→ Brief: One number should be the full reply: how many lines of the material below contain "window".
════
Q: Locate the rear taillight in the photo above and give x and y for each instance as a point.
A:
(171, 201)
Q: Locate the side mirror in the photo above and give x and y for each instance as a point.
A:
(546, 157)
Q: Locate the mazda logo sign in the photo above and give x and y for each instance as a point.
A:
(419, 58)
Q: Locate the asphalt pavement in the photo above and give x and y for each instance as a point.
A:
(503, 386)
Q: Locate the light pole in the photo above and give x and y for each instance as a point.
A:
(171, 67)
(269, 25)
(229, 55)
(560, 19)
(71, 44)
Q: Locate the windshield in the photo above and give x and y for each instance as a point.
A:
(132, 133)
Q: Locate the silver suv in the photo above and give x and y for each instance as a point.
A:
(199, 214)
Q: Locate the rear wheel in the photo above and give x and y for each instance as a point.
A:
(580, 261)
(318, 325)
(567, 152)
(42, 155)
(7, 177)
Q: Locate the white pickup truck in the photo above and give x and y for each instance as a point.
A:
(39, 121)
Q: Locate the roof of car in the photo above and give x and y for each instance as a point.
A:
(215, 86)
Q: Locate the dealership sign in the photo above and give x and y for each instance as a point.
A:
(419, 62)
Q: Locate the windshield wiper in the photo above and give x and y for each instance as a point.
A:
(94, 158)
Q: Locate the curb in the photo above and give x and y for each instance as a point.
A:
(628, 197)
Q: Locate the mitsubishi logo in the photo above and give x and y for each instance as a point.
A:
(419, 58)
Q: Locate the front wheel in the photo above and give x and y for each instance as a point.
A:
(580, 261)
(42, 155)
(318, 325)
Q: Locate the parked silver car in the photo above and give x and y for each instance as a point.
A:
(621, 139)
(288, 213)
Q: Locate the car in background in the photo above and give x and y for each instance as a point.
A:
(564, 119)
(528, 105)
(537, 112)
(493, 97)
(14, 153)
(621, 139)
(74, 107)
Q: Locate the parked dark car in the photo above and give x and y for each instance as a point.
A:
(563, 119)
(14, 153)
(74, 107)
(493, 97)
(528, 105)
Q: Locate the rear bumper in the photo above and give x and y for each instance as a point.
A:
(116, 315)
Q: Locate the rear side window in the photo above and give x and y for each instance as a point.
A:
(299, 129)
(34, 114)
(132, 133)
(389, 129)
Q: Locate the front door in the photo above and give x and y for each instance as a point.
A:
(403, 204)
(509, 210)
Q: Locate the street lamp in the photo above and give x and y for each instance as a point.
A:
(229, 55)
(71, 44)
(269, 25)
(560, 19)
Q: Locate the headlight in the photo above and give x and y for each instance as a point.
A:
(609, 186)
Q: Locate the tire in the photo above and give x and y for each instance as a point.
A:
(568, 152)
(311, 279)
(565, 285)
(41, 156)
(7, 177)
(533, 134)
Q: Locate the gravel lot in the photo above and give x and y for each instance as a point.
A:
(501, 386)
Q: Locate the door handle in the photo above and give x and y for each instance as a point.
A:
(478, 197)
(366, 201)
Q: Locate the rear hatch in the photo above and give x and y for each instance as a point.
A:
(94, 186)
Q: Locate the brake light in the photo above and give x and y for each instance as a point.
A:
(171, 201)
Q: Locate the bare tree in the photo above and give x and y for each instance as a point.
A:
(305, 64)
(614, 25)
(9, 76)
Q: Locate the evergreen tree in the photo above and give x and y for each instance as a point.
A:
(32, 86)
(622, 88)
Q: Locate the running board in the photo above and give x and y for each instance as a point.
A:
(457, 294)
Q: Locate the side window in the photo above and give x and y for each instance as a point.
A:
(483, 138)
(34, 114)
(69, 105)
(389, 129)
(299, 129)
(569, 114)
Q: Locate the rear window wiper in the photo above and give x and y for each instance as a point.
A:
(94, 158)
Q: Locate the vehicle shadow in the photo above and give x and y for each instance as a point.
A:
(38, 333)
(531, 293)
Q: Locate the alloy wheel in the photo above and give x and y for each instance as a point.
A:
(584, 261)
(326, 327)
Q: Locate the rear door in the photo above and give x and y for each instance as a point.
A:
════
→ Exercise response: 3